Quote everything from "This comment is" down to "facts, not inflation." in the comment thread below on the air traffic control budget.

Extract to read:
::::

Even comparing budgets in real dollars is potentially misleading. The things that matter from the perspective of a user of the NAS is the number of air traffic controllers on duty, the quality of the equipment and systems they have to support them, and so on. The salaries of controllers can change for a whole plethora of reasons unrelated to inflation, so simply taking nominal budgets and applying a deflator doesn't tell you much of anything about the level of service being provided. To figure that out, you have to spend a little time actually learning what the agency does and how it does it.

Ok, so the budget is 12.75B and what would the deflator be, 2%?. Now I have reduced their budget by $255 M. Disaster!

This comment is an example of why I have a problem with using nominal numbers, inflation since 2001 is about 30%.

Wait a minute. There isn't any inflation, right? What's wrong with nominal dollars?

The issue at hand is the year over year numbers. The bigger question is why the budget has gone up by 40% since 2001 (roughly 8% in real terms) while traffic is down. One would also expect efficiency improvements.

Your problem is with facts, not inflation.

I just assume anyone who doesn't actually read the article (indeed, even the quote from the article) is trying to mislead themselves.

well played.

Don't rule out laziness.

I notice you didn't adjust the numbers either. He indicated they were nominal dollars. It's an email to Tyler, not a WSJ article.

"Lots of commenters argued that I must simply not understand the sequester, that the money has to be taken proportionally from each program / project / activity. I pointed out that these things are not at all defined in the statute, and it was still up to the Administration then to choose what that would mean for implementation." - what was the planning budget? I would be all for more refined cuts, but as I understand it, any resources put toward planning the cut come from pre-cut budget and only make things worse. You have less remaining budget to apply to remaining programs. The deeper, the finer you go, with lower level management taking part, the greater the "cost of reduction" effect.

That's a winning argument right there. Trot that one out for public consumption. It'll go great with the "I filed for bankruptcy because setting a budget took up too much valuable time" argument.

I think senator gramm explained this better is the WSJ: because the government is operating under a CR not a budget the sequester rules give the president nearly complete freedom to position the cuts in as he sees fit up tp some absurdly generous limit such not moving funds between cabinet agencies.

::::

Supplied material:

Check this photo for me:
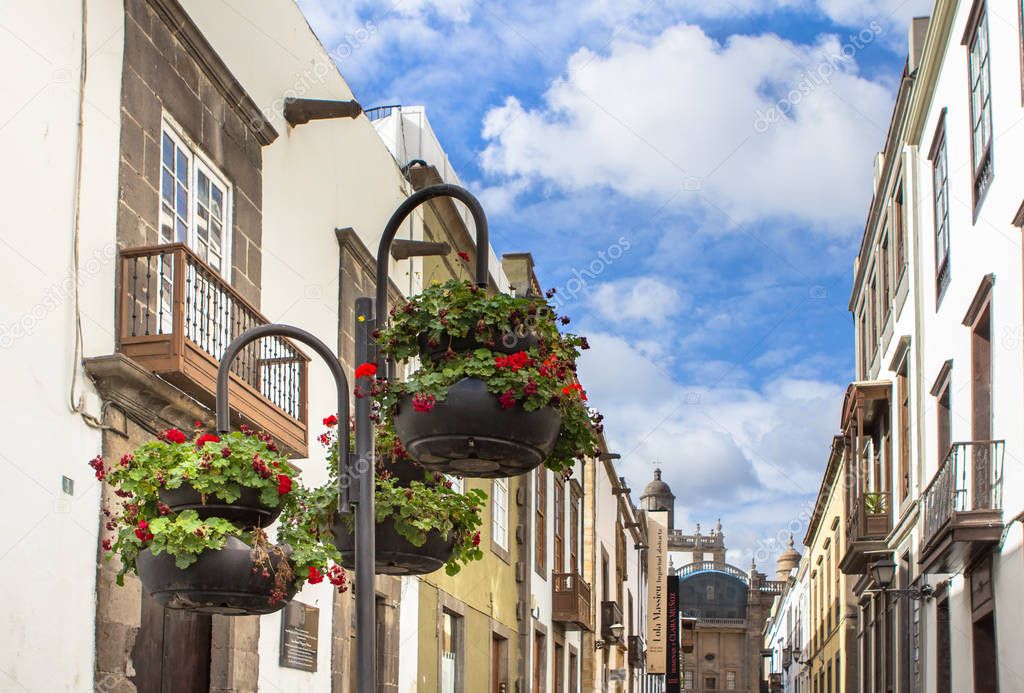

::::

Complete answer:
This comment is an example of why I have a problem with using nominal numbers, inflation since 2001 is about 30%.

Wait a minute. There isn't any inflation, right? What's wrong with nominal dollars?

The issue at hand is the year over year numbers. The bigger question is why the budget has gone up by 40% since 2001 (roughly 8% in real terms) while traffic is down. One would also expect efficiency improvements.

Your problem is with facts, not inflation.